## To-do list
A) Translate this sentence from the states' rights exchange below into Spanish: "The 10th amendment says absolutely no such thing."
B) Answer these questions using the states' rights exchange below.
(i) At whose insistence was the Bill of Rights passed?
(ii) In what year were states taking away gun rights from ex-slaves?
(iii) Which two documents never included a bill of rights?

### Passage given ###

You're making the assumption that because I say they have the power to enforce the Constitution, I must be saying they have the power to enforce your interpretation of it. Why would you make such an assumption?

Because nothing else is logical? Look, you have the odd interpretation of our constitution, not me. -- Why? I don't know.

----------------------------

The protection of individual rights were VERY important to the founders, and they certainly were not naive enough to believe that state governments couldn't abuse them.

Hmm. I guess that explains why they never bothered to include a bill of rights in the Articles of Confederation, or in the original draft of the Constitution. The Bill of Rights was passed at the insistence of the anti-federalists - you know, the "states' rights" crowd.

How backwards. The 'states rights' crowd want to be able to ignore individual rights, and always have. -- Nope, -- The BOR's were passed to insure that all levels of government protected individual rights to life, liberty, and property, enumerated or not.

---------------------------

The BOR's applies to states, just as it says in the 10th.

The 10th amendment says absolutely no such thing.

Powers not prohibited to the States [& those prohibited were enumerated in the BOR's/Constitution], - are reserved to the states, -- or to the people. - Plain to me.

-----------------------------

I agree the feds abuse our constitution, more so than the states.

And if the Barron precedent had been followed, federal abuse of the Constitution would have been significantly curtailed.

By who? States taking away gun rights from ex-slaves in 1868? -- Daft.

----------------------------

I don't 'blame' B v B. - I blame the communitarians in power, and some of their 'states rights' so-called-conservative allies, who passed these insane bills.

But it was the Barron precedent which, in your view, enabled these people to get away with it, is that right?

B v B is a minor one of their ploys. The Milita clause seems to be the hot cite for prohibiting 'assault' weapons.

Similarly, I said, "Yes, the states and the people are failing to resist federal encroachment. The question is, Is the current interpretation of the Constitution part of the solution, or part of the problem? Seems clearly part of the problem to me." You quoted me but didn't respond.

Of course I didn't respond. It's a rhetorical 'question', that in effect just restates your position. -- Whats to say?

### Raw data ###

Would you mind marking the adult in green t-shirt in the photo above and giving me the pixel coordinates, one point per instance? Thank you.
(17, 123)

###

## Responses to the exercise
A) La Décima Enmienda no dice absolutamente nada de eso.

B)
(i) The anti-federalists, the "states' rights" crowd.
(ii) 1868.
(iii) The Articles of Confederation and the original draft of the Constitution.